* START *

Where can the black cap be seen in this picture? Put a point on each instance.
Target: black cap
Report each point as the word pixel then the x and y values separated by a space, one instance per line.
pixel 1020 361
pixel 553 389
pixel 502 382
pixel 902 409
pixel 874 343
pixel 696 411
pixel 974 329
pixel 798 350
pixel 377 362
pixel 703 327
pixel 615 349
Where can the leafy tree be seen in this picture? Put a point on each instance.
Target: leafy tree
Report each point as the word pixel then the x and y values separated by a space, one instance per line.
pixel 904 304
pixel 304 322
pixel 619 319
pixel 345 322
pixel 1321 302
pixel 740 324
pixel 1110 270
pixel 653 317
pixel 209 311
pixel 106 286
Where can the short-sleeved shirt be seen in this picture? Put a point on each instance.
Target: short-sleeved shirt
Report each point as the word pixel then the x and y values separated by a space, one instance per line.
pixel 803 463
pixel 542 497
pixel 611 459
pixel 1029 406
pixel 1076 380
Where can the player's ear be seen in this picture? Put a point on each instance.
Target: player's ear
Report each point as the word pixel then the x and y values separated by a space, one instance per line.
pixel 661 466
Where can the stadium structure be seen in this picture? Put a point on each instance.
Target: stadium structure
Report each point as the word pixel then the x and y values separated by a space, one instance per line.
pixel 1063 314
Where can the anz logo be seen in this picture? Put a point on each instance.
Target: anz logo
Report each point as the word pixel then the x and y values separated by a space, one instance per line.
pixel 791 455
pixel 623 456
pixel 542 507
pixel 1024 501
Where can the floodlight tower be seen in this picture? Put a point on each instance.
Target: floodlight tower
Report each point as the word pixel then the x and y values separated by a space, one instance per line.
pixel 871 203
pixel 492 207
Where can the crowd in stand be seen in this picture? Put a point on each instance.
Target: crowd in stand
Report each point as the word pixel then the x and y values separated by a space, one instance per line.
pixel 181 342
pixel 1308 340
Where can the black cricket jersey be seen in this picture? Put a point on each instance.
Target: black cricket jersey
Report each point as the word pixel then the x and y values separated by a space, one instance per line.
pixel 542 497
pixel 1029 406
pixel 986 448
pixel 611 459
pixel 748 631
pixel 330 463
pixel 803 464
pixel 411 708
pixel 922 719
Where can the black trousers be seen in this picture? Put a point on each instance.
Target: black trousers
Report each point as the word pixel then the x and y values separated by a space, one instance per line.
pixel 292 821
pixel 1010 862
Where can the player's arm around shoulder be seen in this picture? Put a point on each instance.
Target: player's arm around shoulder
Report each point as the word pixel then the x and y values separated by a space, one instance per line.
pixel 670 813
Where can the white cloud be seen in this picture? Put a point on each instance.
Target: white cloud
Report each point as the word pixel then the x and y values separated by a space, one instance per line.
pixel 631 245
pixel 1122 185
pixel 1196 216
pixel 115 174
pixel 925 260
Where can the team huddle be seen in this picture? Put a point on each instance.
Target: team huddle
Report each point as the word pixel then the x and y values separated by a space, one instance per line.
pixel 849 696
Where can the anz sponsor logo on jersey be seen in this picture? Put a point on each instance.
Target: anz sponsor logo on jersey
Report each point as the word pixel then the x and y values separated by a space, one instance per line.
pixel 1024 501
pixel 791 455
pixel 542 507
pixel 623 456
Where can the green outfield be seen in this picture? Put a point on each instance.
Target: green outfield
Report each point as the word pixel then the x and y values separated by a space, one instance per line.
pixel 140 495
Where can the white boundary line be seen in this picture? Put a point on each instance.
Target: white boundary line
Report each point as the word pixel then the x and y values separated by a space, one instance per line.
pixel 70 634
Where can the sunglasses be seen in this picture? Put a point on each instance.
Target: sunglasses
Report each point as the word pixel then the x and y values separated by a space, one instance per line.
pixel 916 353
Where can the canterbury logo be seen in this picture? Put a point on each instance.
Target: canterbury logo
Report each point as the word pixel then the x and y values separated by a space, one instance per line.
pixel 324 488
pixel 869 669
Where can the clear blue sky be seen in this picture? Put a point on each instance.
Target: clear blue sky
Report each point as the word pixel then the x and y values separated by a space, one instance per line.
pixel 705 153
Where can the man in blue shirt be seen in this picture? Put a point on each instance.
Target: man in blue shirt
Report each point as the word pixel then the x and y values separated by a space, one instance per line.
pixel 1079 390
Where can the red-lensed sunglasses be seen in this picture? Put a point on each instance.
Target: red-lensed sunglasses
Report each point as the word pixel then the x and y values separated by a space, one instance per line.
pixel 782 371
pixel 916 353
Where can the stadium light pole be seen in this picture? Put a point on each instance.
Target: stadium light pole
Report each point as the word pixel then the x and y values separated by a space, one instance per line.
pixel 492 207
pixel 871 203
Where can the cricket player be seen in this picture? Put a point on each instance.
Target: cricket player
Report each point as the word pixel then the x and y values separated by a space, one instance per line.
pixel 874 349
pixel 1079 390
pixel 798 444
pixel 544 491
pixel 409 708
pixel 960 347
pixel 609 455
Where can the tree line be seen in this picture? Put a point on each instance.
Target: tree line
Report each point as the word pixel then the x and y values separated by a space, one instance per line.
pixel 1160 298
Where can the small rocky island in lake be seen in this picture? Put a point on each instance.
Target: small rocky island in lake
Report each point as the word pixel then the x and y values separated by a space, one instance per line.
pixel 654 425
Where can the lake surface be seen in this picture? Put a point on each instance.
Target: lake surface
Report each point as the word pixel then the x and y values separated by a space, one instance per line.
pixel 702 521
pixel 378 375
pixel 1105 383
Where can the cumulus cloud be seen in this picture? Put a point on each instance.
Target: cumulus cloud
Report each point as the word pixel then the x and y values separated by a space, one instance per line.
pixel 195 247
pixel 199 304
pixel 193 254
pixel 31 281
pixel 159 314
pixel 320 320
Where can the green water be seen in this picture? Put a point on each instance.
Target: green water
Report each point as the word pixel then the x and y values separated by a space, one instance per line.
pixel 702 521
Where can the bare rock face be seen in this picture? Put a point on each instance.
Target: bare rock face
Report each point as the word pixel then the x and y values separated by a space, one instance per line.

* END *

#### Given request:
Transcribe the material exactly as it reads.

#### Correct response:
Where can the black cap be seen in this picture? Put a point on each instance.
Target: black cap
Report each point as the word pixel then the x and y values separated by a space, one instance per line.
pixel 1020 361
pixel 553 389
pixel 502 382
pixel 902 409
pixel 874 343
pixel 696 411
pixel 974 329
pixel 798 350
pixel 377 362
pixel 703 327
pixel 615 349
Where can the leafy tree be seen in this picture? Put a point on each instance.
Target: leafy tree
Report each point as the word pixel then the x and y values separated by a space, one instance per line.
pixel 904 304
pixel 304 322
pixel 619 319
pixel 345 322
pixel 1321 302
pixel 740 324
pixel 1110 270
pixel 653 317
pixel 209 311
pixel 106 286
Where can the short-sleeved shirt be seen in this picture? Put a point on each instance.
Target: short-sleeved shirt
Report each point as the word pixel then the x and y values separated by a space, one instance per line.
pixel 803 463
pixel 542 497
pixel 611 459
pixel 1029 406
pixel 1076 380
Where can the player's ear be seen in this picture? Put a point on each instance.
Target: player's ear
Report each point as the word pixel then the x and y values separated by a space, one instance per line.
pixel 661 466
Where can the stadium structure be seen in this picture? Put a point on each instance.
Target: stadium structure
Report each point as the word pixel then the x and y values separated by a space, one instance per line.
pixel 1063 314
Where can the anz logo be seen in this picture? Put a point on each instance.
Target: anz logo
Report each point as the word pixel then the x and y values separated by a space, one instance per line.
pixel 791 455
pixel 623 456
pixel 542 507
pixel 1024 501
Where can the floodlight tower be seen in this picture? Put a point on each instance.
Target: floodlight tower
Report each point as the word pixel then the x and y values separated by a space, one instance per line.
pixel 871 203
pixel 492 207
Where can the crowd in stand be seen in this picture? Put a point on each instance.
Target: crowd in stand
Report each point as the word pixel then the x and y values separated by a space, one instance per line.
pixel 181 342
pixel 1308 340
Where can the black cricket jersey be seen in this picture? Put a point on each instance.
Target: black cricket jersey
Report each point as the word pixel then the x and y values separated by a space, one instance per line.
pixel 542 497
pixel 1029 406
pixel 986 448
pixel 611 459
pixel 748 631
pixel 330 463
pixel 803 464
pixel 411 708
pixel 922 719
Where can the black trousers be seen in this picture? Put a point on each instance.
Target: black trousers
Report each point as the word pixel then the x and y values separated by a space, one instance per line.
pixel 292 821
pixel 1010 862
Where can the player's arm around shoulder be seen in this picture? Put a point on each instance.
Target: player's arm around shoulder
Report each point as the word pixel then the x and y values separated by a space, one instance per line.
pixel 670 813
Where can the white cloud be seen in this picture? Put a point on each instance.
Target: white cloud
Report each point as the word pixel then the x and y values separated by a space, one instance per line.
pixel 631 245
pixel 1122 185
pixel 1196 216
pixel 115 174
pixel 925 260
Where can the team huddle be seen in this picture? Put a point on each instance.
Target: team huddle
Report each point as the word pixel then the x and y values separated by a space, one instance per line.
pixel 849 696
Where can the anz sponsor logo on jersey be seen in this picture? Put a point on each instance.
Target: anz sponsor logo on jersey
Report each point as the word pixel then the x and y values separated by a space, one instance per line.
pixel 1024 501
pixel 791 455
pixel 542 507
pixel 623 456
Where can the green outfield be seen in this picture? Put a point on each instance.
Target: green outfield
Report each point as the word pixel then the x and y values separated by a space, one instance per line.
pixel 140 495
Where can the white boundary line be seen in this picture? Put a point on each instance.
Target: white boundary line
Report each point as the word pixel then the x and y values separated by a space, one instance per line.
pixel 70 634
Where can the sunglasses be seen in this picture? Put a point on each instance.
Target: sunglasses
Report each point as the word pixel then the x and y values separated by a space, one instance per line.
pixel 916 353
Where can the canterbury logo be seen in this picture? Put a point on each instance.
Target: canterbury logo
Report each point as the word pixel then the x and y values separated by a space, one instance per line.
pixel 324 488
pixel 869 669
Where can the clear blue sky be seen in this picture? Put a point on each instance.
Target: clear blue sky
Report each point as the word pixel then the x and y values separated by a space, one instance per line.
pixel 705 153
Where can the man in blue shirt be seen in this picture? Put a point on each instance.
Target: man in blue shirt
Report each point as the word pixel then the x and y values separated by a space, one instance per line.
pixel 1079 390
Where can the red-lensed sunglasses be seen in this picture? Put a point on each instance.
Target: red-lensed sunglasses
Report each point as the word pixel then the x and y values separated by a space, one instance per line.
pixel 782 371
pixel 916 353
Where can the stadium light pole be seen in this picture? Put a point on each instance.
Target: stadium light pole
Report each point as the word pixel then the x and y values separated by a space, one instance per line.
pixel 492 207
pixel 871 203
Where can the cricket player be seen in this picture? Put a point on each instance.
Target: cricket player
Report each point as the word pixel then the x and y values separated by a space, one instance per line.
pixel 874 349
pixel 1079 390
pixel 798 444
pixel 544 491
pixel 409 708
pixel 960 347
pixel 609 455
Where can the tree line be seen in this picture? Put a point on each instance.
Target: tree line
Report each point as the word pixel then the x and y values separated by a space, one instance per line.
pixel 1160 298
Where can the small rocky island in lake be seen in this picture? Put a point on each instance.
Target: small rocky island in lake
Report each point as the word pixel then the x and y values separated by a space, one instance per line.
pixel 654 425
Where can the lake surface be seen in this picture? Put a point on each instance.
Target: lake surface
Report each point as the word pixel then the x and y values separated by a space, one instance per line.
pixel 702 521
pixel 378 375
pixel 1105 383
Where can the cumulus cloud be seen in this picture? Put a point on each instance.
Target: cumulus cloud
Report each point as the word pixel then the x and y values separated by a space, one instance per line.
pixel 195 247
pixel 199 304
pixel 193 254
pixel 31 281
pixel 159 314
pixel 320 320
Where can the green water be seen in this picture? Put a point on each instance.
Target: green water
Report each point as the word pixel then the x and y values separated by a space, one instance per line.
pixel 702 521
Where can the bare rock face be seen in this picture? Put a point on each instance.
Target: bare rock face
Report each point as the word pixel then the x and y values separated by a space, one instance per line.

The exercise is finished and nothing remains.